#### Task details
Copy, line for line, the part of the listing that opens with the line containing "Segment every instance of the lit" and closes with the line containing "246 28 L 253".

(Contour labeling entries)
•••
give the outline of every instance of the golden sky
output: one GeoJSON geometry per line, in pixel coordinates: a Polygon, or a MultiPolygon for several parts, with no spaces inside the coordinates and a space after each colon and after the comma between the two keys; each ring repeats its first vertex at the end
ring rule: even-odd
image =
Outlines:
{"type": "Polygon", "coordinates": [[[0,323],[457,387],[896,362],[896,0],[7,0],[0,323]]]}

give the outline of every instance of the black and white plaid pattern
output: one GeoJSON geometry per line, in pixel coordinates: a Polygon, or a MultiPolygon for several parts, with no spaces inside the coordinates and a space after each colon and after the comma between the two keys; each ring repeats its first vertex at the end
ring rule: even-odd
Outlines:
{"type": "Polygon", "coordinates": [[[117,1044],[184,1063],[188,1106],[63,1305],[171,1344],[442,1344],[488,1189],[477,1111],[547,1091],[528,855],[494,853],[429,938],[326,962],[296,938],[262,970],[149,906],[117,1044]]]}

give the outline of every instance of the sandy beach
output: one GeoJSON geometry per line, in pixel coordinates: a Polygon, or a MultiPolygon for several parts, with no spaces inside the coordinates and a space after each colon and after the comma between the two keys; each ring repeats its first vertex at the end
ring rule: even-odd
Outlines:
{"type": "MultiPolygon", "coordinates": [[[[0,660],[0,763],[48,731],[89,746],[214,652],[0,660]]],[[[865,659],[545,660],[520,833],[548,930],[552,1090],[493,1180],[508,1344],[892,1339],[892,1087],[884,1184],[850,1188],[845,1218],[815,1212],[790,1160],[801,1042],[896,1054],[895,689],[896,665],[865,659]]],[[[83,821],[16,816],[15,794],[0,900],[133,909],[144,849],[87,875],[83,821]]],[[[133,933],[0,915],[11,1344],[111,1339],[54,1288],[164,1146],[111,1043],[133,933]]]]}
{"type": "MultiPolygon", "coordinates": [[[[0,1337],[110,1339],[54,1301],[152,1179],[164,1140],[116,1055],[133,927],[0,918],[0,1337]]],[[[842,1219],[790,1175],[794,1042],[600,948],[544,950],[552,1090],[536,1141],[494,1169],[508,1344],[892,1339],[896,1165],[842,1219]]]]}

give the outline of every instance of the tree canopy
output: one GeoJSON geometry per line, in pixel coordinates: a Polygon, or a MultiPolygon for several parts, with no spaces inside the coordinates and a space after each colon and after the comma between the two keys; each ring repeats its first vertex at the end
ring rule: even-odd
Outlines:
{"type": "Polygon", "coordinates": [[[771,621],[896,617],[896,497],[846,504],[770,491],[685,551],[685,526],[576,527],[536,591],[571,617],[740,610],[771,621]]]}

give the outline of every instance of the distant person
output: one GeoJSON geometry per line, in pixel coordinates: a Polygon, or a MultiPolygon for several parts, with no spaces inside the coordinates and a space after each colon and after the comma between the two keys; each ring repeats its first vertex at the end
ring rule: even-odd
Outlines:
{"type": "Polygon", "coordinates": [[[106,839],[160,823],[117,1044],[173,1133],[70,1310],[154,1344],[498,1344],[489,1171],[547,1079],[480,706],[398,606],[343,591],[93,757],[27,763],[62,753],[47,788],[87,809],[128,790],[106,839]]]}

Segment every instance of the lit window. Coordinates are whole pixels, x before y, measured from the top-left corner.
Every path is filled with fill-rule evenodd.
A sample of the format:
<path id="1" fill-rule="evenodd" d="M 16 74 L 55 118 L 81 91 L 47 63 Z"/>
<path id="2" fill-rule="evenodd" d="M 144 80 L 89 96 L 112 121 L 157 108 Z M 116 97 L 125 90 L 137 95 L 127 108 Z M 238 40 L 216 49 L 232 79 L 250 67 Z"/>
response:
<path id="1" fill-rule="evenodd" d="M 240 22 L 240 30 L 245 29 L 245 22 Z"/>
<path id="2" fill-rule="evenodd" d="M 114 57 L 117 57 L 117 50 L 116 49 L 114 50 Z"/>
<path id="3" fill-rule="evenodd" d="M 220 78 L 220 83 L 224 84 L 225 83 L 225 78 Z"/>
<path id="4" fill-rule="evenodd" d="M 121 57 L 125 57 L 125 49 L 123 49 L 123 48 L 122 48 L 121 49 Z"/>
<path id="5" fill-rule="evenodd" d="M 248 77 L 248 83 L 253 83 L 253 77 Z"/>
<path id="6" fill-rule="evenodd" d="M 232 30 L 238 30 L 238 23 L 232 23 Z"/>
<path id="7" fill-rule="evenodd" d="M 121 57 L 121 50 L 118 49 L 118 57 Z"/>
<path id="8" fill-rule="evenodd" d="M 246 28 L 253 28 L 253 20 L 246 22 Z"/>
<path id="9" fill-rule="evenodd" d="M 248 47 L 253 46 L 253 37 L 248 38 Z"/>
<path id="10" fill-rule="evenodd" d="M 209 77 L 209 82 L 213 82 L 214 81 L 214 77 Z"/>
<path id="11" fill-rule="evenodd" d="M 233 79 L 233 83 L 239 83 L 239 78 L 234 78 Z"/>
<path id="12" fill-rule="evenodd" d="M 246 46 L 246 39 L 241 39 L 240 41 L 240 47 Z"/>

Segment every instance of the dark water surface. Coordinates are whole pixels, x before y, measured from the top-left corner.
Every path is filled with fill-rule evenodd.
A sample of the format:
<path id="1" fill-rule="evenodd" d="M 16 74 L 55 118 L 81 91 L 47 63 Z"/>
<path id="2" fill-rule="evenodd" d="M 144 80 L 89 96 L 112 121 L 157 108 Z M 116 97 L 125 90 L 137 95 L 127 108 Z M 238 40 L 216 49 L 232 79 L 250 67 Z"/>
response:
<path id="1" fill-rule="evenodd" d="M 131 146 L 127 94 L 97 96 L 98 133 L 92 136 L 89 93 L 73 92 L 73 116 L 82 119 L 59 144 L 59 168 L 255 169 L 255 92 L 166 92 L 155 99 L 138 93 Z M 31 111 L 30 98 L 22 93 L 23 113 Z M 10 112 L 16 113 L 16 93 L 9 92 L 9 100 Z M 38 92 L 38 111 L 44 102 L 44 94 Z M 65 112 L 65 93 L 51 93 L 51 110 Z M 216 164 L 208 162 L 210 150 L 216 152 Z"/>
•••
#### Answer in full
Segment every instance of the lit window. Coordinates are whole pixels, x before y, measured from the top-left corner.
Every path is filled with fill-rule evenodd.
A sample of the format:
<path id="1" fill-rule="evenodd" d="M 16 74 L 55 118 L 81 91 L 47 63 Z"/>
<path id="2" fill-rule="evenodd" d="M 144 80 L 89 96 L 112 121 L 157 108 Z M 116 97 L 125 90 L 137 95 L 127 108 Z M 238 40 L 216 49 L 232 79 L 250 67 Z"/>
response:
<path id="1" fill-rule="evenodd" d="M 240 22 L 240 30 L 245 29 L 245 22 Z"/>
<path id="2" fill-rule="evenodd" d="M 114 57 L 117 57 L 117 50 L 116 49 L 114 50 Z"/>
<path id="3" fill-rule="evenodd" d="M 220 78 L 220 83 L 224 84 L 225 83 L 225 78 Z"/>
<path id="4" fill-rule="evenodd" d="M 121 57 L 125 57 L 125 49 L 123 49 L 123 48 L 122 48 L 121 49 Z"/>
<path id="5" fill-rule="evenodd" d="M 248 77 L 248 83 L 253 83 L 253 77 Z"/>
<path id="6" fill-rule="evenodd" d="M 232 30 L 238 30 L 238 23 L 232 23 Z"/>
<path id="7" fill-rule="evenodd" d="M 121 57 L 121 50 L 118 49 L 118 57 Z"/>
<path id="8" fill-rule="evenodd" d="M 246 28 L 253 28 L 253 20 L 246 22 Z"/>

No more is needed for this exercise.